◆ Brief
The full set of lines below has to be written out again exactly.

*** Opening Dataset entries ***

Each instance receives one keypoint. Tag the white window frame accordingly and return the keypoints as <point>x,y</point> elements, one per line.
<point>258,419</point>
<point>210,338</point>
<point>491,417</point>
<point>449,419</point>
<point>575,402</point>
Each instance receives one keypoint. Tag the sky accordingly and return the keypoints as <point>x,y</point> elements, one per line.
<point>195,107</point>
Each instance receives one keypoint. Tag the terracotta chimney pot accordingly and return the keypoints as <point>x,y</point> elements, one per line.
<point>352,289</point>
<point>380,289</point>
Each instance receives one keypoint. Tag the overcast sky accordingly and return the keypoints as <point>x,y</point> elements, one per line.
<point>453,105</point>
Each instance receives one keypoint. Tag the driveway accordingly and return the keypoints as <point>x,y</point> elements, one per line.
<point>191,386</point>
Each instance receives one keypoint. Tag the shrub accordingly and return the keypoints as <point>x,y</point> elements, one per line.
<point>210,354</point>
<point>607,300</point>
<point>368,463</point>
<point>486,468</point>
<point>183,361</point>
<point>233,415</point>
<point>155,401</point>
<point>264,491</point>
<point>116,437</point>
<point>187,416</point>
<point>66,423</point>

*** Closing Dataset entries ***

◆ Reply
Each instance receives one keypoint. Tag the white window frame accordingly and return the keypoints as <point>x,y</point> elements, one per line.
<point>258,419</point>
<point>210,338</point>
<point>491,417</point>
<point>449,419</point>
<point>575,402</point>
Each instance receives one keypoint. Tag the sky accordingly and return the keypoints as <point>x,y</point> elements, one per line.
<point>195,107</point>
Each instance receives one keypoint. Tag the terracotta chimney pot accordingly and return the keypoints as <point>x,y</point> elements, one per line.
<point>352,289</point>
<point>380,289</point>
Each instance receives one keypoint. Tag the overcast sky accordingly and return the keypoints as <point>x,y</point> elements, one per line.
<point>453,105</point>
Each instance receives one keypoint. Tag the driveway accordingly and return the keypoints as <point>x,y</point> elements, one per line.
<point>191,386</point>
Each instance receives one keypoint. Tag the shrub accordingly and return the keypoints as <point>x,y</point> elements, one per line.
<point>210,354</point>
<point>607,300</point>
<point>368,463</point>
<point>486,468</point>
<point>183,361</point>
<point>233,415</point>
<point>155,401</point>
<point>264,491</point>
<point>116,437</point>
<point>187,416</point>
<point>66,423</point>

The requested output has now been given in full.